YOUR INSTRUCTIONS:
Copy the stretch of the listing from the line containing "on the sponsor" through the end of the listing, request lines included, and shift every coordinate number in the answers by -86.

Position identification listing:
— Start —

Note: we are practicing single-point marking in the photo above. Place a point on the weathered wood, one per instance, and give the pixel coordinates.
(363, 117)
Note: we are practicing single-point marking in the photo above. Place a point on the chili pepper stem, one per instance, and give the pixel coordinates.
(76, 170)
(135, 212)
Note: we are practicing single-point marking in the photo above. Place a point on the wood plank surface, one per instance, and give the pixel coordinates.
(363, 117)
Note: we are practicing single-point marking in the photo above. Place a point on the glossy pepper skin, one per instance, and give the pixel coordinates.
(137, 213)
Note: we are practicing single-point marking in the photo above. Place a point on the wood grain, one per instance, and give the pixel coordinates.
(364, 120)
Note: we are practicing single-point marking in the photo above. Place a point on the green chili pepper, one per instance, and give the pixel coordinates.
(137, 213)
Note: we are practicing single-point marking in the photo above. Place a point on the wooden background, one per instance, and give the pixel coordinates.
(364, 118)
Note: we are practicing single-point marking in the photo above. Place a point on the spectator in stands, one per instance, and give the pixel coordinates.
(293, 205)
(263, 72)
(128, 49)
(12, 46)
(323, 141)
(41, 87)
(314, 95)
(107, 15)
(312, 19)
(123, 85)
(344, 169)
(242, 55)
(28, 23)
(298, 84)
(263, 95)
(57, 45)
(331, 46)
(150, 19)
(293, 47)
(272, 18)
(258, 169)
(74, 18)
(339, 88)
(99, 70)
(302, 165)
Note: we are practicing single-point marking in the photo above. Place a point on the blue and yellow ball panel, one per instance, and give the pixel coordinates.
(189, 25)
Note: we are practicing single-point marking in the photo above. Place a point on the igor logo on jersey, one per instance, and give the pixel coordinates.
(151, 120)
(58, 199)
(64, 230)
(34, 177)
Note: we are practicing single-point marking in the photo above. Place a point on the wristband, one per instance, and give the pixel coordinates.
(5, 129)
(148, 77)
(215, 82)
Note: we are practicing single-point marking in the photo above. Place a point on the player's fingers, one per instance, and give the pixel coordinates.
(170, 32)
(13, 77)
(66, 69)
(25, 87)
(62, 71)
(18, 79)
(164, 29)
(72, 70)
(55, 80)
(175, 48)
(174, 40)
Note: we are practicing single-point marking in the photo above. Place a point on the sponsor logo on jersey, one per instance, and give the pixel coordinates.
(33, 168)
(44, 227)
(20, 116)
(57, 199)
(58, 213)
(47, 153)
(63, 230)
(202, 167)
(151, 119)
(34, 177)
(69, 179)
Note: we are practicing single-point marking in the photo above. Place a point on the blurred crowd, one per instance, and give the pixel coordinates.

— End —

TASK OUTPUT:
Note: we are practicing single-point marking in the photo above. Place a point on the sponsor logo on jersey, one per instance, and give the pixel coordinates.
(-53, 82)
(-42, 141)
(-66, 30)
(-29, 113)
(-28, 127)
(-39, 67)
(-23, 144)
(116, 81)
(65, 33)
(-52, 91)
(-17, 93)
Note: we are practicing single-point marking in the photo above. Place a point on the blurred crowd, one per instance, and give the pixel coordinates.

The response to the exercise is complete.